*Given instruction*: Reproduce every one of the entries below word for word, omitting the picture.

*Listed entries*:
=======

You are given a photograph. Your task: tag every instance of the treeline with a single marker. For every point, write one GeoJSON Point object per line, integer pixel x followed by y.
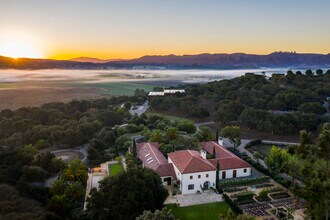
{"type": "Point", "coordinates": [281, 104]}
{"type": "Point", "coordinates": [28, 133]}
{"type": "Point", "coordinates": [308, 162]}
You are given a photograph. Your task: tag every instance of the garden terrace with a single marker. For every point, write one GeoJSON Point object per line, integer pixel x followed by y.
{"type": "Point", "coordinates": [279, 195]}
{"type": "Point", "coordinates": [256, 209]}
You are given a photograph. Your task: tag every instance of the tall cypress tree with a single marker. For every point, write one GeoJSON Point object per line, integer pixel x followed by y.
{"type": "Point", "coordinates": [217, 135]}
{"type": "Point", "coordinates": [217, 181]}
{"type": "Point", "coordinates": [134, 148]}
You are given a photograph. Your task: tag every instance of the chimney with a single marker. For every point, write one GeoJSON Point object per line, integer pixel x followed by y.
{"type": "Point", "coordinates": [203, 154]}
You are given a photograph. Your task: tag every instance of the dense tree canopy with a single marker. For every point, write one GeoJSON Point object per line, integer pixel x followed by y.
{"type": "Point", "coordinates": [127, 195]}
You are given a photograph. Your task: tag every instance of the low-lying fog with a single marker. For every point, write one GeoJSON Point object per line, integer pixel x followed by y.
{"type": "Point", "coordinates": [100, 76]}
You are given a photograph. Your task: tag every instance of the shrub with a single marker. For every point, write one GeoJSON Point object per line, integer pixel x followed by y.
{"type": "Point", "coordinates": [253, 143]}
{"type": "Point", "coordinates": [232, 204]}
{"type": "Point", "coordinates": [244, 196]}
{"type": "Point", "coordinates": [263, 194]}
{"type": "Point", "coordinates": [244, 182]}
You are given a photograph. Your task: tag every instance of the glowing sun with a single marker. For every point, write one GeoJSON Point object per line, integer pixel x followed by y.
{"type": "Point", "coordinates": [19, 48]}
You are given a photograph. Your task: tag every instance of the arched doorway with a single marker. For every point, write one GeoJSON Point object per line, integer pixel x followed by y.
{"type": "Point", "coordinates": [206, 185]}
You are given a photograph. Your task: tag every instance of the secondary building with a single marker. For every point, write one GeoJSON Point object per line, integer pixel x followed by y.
{"type": "Point", "coordinates": [152, 158]}
{"type": "Point", "coordinates": [166, 92]}
{"type": "Point", "coordinates": [190, 169]}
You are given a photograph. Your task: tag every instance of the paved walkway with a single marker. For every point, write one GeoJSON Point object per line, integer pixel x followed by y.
{"type": "Point", "coordinates": [198, 198]}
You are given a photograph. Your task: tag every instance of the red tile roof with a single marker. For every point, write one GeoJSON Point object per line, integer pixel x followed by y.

=======

*Exercise result*:
You are given a photograph. Your task: tag every instance of the treeline with a single marker. For every point, write one GeoJSON Point object per line, integer pixel x followed by y.
{"type": "Point", "coordinates": [281, 104]}
{"type": "Point", "coordinates": [28, 133]}
{"type": "Point", "coordinates": [308, 162]}
You are given a photograph. Your task: tag every instance of the garden terrace with a single marker. For every point, write one GeoJSON Point object per line, integer pixel x followed by y.
{"type": "Point", "coordinates": [279, 195]}
{"type": "Point", "coordinates": [256, 209]}
You are given a photograph. Your task: tag every instance of the tall cypress tree with a single marker. For every point, write one GeoJSON Point object per line, integer pixel x followed by y.
{"type": "Point", "coordinates": [217, 135]}
{"type": "Point", "coordinates": [217, 181]}
{"type": "Point", "coordinates": [134, 148]}
You are given a photograph. Your task: tag every instance of the chimney with a single marker. For every point, write one GeoJSON Point object per line, integer pixel x followed by y.
{"type": "Point", "coordinates": [203, 154]}
You are given a photograph. Your task: tag every instance of the dense tree canopy with a single marker. For every point, write one GeoJSON Point object per line, integer pixel x followed by y.
{"type": "Point", "coordinates": [127, 195]}
You are given a photograph. Your task: tag every instance of the low-lying fog with a single marker. For every point, write one GeoJSON Point object per line, integer pixel x followed by y.
{"type": "Point", "coordinates": [100, 76]}
You are given a photograph. Your task: tag every instance of the shrub with a single marker. For every point, write one GeoJSON Point object per line, integer pixel x followed by y.
{"type": "Point", "coordinates": [253, 143]}
{"type": "Point", "coordinates": [232, 204]}
{"type": "Point", "coordinates": [244, 196]}
{"type": "Point", "coordinates": [263, 194]}
{"type": "Point", "coordinates": [244, 182]}
You are given a photograph. Your task: tag every instance of the glowing sun with a single marker. For every point, write one GeoJSON Point object per line, integer pixel x followed by y.
{"type": "Point", "coordinates": [19, 48]}
You are given a photograph. Your task: tag every instance of the arched doorway with a single marker. For every point, write one GeoJSON Point object per line, integer pixel x followed by y.
{"type": "Point", "coordinates": [206, 185]}
You are given a photograph. Your task: tag every instance of the secondary building with a single marker. For every point, write one GeoJSON Point object per line, integer pixel x followed by y.
{"type": "Point", "coordinates": [152, 158]}
{"type": "Point", "coordinates": [166, 92]}
{"type": "Point", "coordinates": [190, 169]}
You are given a photograph. Your task: tag every instance of the paved walkway with a single marker. For every point, write one GeoJSON Point object per line, integer pixel x followed by y.
{"type": "Point", "coordinates": [198, 198]}
You are given a photograph. Your task: tag every instance of the red tile roof with a single marker. For every point, write one GeoJSON Point object per line, integer pixel x followed by y.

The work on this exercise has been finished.